The data should be written out in full, exactly as it stands, and the pictures dropped.

─── Data for this task

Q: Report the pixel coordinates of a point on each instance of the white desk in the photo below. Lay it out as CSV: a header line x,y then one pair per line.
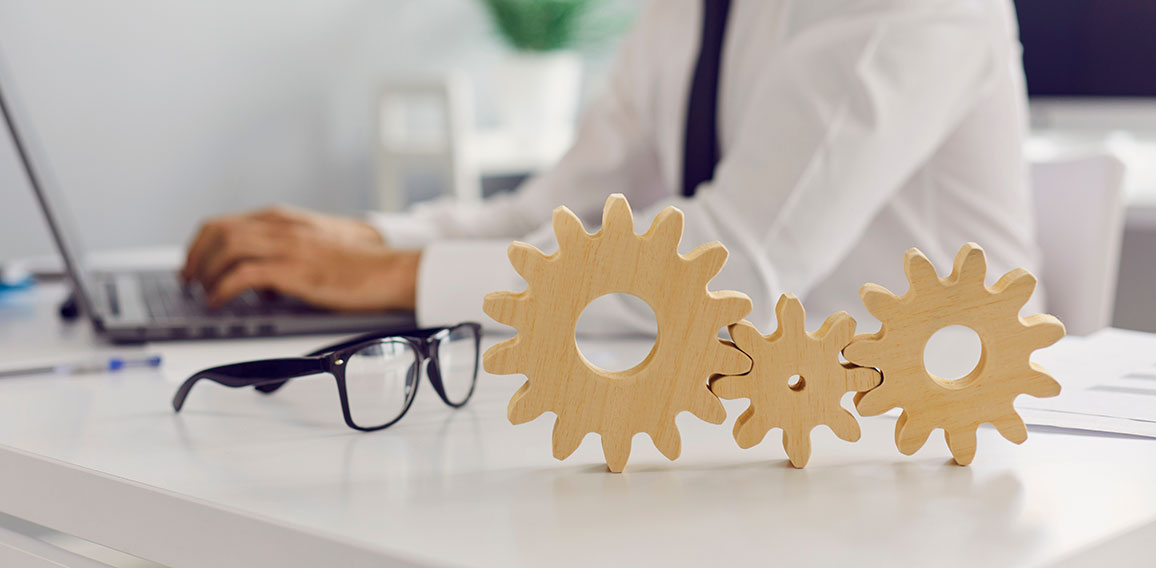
x,y
241,479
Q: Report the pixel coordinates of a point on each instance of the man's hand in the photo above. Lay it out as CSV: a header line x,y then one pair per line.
x,y
325,260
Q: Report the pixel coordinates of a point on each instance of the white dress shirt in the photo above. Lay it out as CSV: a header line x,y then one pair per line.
x,y
850,131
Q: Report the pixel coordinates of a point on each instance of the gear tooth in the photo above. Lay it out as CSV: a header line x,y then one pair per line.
x,y
962,443
746,336
911,435
568,229
861,349
1010,426
874,401
502,359
666,230
706,406
1043,330
526,259
712,256
616,449
748,430
880,301
970,265
668,441
616,215
862,378
837,331
798,447
503,307
732,386
730,307
1015,288
845,426
791,316
1040,384
731,360
524,406
919,270
565,440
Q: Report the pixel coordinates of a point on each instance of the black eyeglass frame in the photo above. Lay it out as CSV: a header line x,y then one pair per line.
x,y
271,374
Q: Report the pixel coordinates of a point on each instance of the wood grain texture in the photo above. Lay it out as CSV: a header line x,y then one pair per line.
x,y
813,360
616,404
985,395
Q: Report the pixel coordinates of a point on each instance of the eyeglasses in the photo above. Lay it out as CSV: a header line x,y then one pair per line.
x,y
377,375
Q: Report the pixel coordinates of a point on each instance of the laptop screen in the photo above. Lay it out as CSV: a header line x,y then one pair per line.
x,y
31,159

──────

Result of the exercise:
Q: Report the pixel coordinates of a point on each instance of the white desk in the photo below. Lay it out as CSV: a header line x,y then one pair per line.
x,y
241,479
Q: Report the pixel coordinates of a point on each instance of the man's hand in the photo above. Lay it out as CSV: a header line x,y then one pair per line.
x,y
325,260
Q: Report the pixel coordinates of a point on each instance of the white dress shirt in the photo above. Lay it out as CSV: a header line x,y then one pair per line.
x,y
850,131
Q: Report the pixel coordinates of a point on each instance of the gear tooth in the photo above. Lay it out as CSV: a header line x,y then one pair per line.
x,y
962,443
746,336
911,435
568,229
861,349
1010,426
874,401
502,359
666,230
706,406
1043,330
526,259
712,256
616,449
748,430
880,301
970,265
668,441
616,215
862,378
837,331
798,447
503,307
732,386
730,307
1015,288
845,426
791,316
1040,384
731,360
524,406
919,270
565,440
Q: Report the pixel coordinates of a point on each instance of the black eyeglass frame in the photo above. Lay it out as CSV: a header line x,y then one pair per line.
x,y
271,374
Q: Report the pixel coordinates of a point on each instance of the wood grain texture in the photo above. Lay it out as CSV: a header line x,y then one pair per line.
x,y
813,360
616,404
985,395
Q: Report the pixel coordinates of a point on each instance of the eyeglasses in the photo above. Lay it out as CSV: a header line x,y then one pair per line.
x,y
377,375
Q: Report the pixel coordinates of a point on each instance of the laptop screen in the photo above. Lay it out as CSV: a header line x,y then one pair per line.
x,y
31,159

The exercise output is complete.